Colin Farrell and Ed Harris in The Way BackTHE WAY BACK

If it weren't saddled with such a clunky, prosaic script, The Way Back might've really been something. Director Peter Weir's drama tells the "true" story of a group of World War II prisoners who escaped a Soviet gulag and attempted a 4,000-mile walk to freedom in India, and while the veracity of author Slavomir Rawicz's The Long Walk - the 1956 bestseller on which this film is based - has been widely discredited, the movie still boasts a formidable amount of gut-level power. There are few working directors so extraordinarily gifted at composition and the employment of sound (or lack thereof), and Weir, in his first movie since 2003's Master & Commander, continually reminds you that he's a master, as well - the haunting, resplendent images and evocative man-versus-nature sequences are stunning to behold. You don't need speech when Weir and cinematographer Russell Boyd deliver such sights as the jaw-dropping appearance of a life-sustaining lake, or the heartbreaking serenity on the face of a prisoner frozen in the snow, and the sound effects and Burkhard Dallwitz's subtly magisterial score offer aural wonders to match the visual ones; The Way Back delivers poetry without the verbiage.

But oh, the damned verbiage of this thing! When the dialogue in Weir's and Keith R. Clarke's script isn't underlining events that are already painfully obvious ("We can't see anything! The snow is blinding us!"), it's likely in service of blandly inspirational pronouncements, or halfhearted attempts at revealing character - the funny one of the group is actually called "the funny one" - or knee-jerk attempts to instill audience-friendly gags into a decidedly unamusing trek. (When the starving prisoners made a meal of a desert snake, I was praying that none of them would break the silence by cracking, "Tastes like chicken." So much for prayers.) Yet even ignoring the dialogue, the script routinely fails. Several of the most seemingly important plot points, such as the climactic journey over the Himalayas, are oddly glossed over, and there's a surfeit of meaningless religious symbolism that just gets in the way of the characters' harrowing escapades; Saoirse Ronan's Polish waif is even bedecked with a figurative crown of thorns, just like Robert Sean Leonard's tortured thespian in Weir's Dead Poets Society. Considering all this, the actors, including Jim Strugess, Mark Strong, and Dragos Bucur, don't stand much of a chance - giving a default-mode performance, the grimly intense Ed Harris is Ed Harris-ier than you've ever before seen him - and the only one who truly comes alive in The Way Back is Colin Farrell, mostly because his entertaining, tough-guy mugging as a Russian criminal seems to belong to a different movie altogether. I kind of wish I could've seen that one.

★ ★ ★ ★ ★ ★ ★

● EXERCISE REQUIREMENTS
Sum up the review of The Way Back in two sentences. Answer from the review alone.

(Point labeling examples)
★ ★ ★ ★ ★ ★ ★

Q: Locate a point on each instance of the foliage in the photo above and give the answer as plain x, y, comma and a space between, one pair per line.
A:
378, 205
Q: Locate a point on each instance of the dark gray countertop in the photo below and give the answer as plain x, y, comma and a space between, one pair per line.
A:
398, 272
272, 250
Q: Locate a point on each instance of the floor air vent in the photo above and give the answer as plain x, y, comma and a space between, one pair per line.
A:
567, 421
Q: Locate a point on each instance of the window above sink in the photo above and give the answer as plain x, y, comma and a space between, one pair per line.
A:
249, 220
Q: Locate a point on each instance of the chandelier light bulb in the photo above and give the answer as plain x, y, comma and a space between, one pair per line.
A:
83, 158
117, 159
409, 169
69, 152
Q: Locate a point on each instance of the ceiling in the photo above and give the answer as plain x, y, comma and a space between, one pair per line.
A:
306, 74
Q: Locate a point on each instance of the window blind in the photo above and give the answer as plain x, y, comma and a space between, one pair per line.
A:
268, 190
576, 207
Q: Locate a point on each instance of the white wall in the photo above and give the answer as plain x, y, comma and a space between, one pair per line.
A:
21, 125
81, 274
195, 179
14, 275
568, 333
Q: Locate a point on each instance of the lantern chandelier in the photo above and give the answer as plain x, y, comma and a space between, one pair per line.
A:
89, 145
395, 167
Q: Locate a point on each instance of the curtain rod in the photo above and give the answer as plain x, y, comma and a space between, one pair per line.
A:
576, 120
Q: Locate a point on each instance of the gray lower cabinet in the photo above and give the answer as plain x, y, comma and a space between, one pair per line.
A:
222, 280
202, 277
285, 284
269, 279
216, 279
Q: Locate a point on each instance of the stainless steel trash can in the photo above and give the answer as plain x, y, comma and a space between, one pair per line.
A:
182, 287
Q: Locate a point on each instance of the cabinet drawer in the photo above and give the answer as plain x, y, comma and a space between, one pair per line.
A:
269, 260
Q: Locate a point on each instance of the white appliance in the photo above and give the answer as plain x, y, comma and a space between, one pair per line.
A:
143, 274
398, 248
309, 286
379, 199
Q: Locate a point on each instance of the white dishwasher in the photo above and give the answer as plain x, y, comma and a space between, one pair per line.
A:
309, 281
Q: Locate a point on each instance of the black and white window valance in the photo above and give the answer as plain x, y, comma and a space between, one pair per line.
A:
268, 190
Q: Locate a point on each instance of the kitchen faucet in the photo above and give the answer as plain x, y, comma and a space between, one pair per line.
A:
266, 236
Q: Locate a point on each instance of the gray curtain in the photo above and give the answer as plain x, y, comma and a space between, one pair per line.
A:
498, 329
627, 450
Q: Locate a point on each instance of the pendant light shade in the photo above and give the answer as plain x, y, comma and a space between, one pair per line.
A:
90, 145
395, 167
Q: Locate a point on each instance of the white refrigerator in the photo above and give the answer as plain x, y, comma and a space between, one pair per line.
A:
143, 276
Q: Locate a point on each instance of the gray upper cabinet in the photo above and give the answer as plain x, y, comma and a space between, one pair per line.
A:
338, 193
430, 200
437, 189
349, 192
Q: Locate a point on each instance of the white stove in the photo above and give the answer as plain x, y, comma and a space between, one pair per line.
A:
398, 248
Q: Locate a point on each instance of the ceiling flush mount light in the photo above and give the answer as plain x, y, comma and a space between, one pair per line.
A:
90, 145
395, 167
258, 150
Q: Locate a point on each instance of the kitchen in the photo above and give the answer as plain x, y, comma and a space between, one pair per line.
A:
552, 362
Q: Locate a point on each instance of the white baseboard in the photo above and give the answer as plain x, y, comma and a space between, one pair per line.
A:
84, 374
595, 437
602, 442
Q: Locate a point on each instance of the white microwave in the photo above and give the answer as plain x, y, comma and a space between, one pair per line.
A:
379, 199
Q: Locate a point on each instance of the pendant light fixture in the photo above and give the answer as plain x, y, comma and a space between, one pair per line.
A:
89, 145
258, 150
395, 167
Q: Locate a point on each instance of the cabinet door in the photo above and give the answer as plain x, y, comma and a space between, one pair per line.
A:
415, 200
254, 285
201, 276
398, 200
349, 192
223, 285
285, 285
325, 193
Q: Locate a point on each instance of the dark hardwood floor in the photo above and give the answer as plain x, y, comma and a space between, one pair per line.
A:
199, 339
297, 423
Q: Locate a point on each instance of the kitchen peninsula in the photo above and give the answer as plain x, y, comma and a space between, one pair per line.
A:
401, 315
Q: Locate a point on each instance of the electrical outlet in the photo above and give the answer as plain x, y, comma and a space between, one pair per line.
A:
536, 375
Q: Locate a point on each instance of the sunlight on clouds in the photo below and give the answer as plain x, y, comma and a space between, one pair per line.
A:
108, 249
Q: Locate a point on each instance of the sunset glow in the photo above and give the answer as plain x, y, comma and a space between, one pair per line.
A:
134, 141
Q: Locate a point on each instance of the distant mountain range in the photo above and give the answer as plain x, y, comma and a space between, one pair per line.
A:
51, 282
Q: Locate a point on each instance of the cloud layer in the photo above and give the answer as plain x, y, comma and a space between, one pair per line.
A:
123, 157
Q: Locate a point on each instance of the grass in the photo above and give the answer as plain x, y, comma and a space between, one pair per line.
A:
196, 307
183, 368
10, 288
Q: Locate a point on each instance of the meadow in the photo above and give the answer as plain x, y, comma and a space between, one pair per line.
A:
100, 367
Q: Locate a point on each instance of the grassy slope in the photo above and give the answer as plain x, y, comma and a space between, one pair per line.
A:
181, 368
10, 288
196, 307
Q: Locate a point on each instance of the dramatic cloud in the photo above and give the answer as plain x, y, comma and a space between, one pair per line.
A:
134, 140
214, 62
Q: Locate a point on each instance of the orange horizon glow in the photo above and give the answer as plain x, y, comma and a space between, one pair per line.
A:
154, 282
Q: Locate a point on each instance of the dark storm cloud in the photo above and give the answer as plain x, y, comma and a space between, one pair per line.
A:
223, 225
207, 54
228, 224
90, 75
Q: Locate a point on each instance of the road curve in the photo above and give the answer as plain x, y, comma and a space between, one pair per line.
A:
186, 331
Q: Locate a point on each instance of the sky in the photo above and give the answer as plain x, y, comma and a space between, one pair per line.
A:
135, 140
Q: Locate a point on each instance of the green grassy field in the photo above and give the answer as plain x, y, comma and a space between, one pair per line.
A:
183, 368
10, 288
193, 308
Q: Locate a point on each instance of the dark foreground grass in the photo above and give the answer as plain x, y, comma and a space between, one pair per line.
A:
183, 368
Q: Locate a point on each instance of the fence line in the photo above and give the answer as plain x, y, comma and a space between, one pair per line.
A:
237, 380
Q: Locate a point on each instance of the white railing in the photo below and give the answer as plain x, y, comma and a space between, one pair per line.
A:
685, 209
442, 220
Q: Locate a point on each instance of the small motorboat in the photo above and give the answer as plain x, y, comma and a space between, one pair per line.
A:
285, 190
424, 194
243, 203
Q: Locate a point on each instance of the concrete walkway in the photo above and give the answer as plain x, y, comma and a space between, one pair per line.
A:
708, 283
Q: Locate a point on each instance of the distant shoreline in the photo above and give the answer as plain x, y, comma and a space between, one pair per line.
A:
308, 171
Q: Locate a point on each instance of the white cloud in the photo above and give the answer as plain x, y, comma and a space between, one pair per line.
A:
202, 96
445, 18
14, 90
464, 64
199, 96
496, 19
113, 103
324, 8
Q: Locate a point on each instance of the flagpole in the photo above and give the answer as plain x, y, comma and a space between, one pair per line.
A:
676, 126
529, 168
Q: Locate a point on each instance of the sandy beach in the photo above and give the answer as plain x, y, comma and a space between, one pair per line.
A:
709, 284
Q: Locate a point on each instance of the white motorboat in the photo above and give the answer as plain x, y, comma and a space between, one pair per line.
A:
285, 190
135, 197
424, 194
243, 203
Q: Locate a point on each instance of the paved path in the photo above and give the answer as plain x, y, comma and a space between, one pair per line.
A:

★ ★ ★ ★ ★ ★ ★

● EXERCISE ANSWER
The review praises Peter Weir's The Way Back, about World War II prisoners who escape a Soviet gulag and attempt a 4,000-mile walk to India, for its stunning images, sound effects, and score. It faults the clunky script for obvious, bland dialogue, glossed-over plot points, and heavy religious symbolism, which leaves the actors little chance except Colin Farrell, whose tough-guy turn seems to belong to a different movie.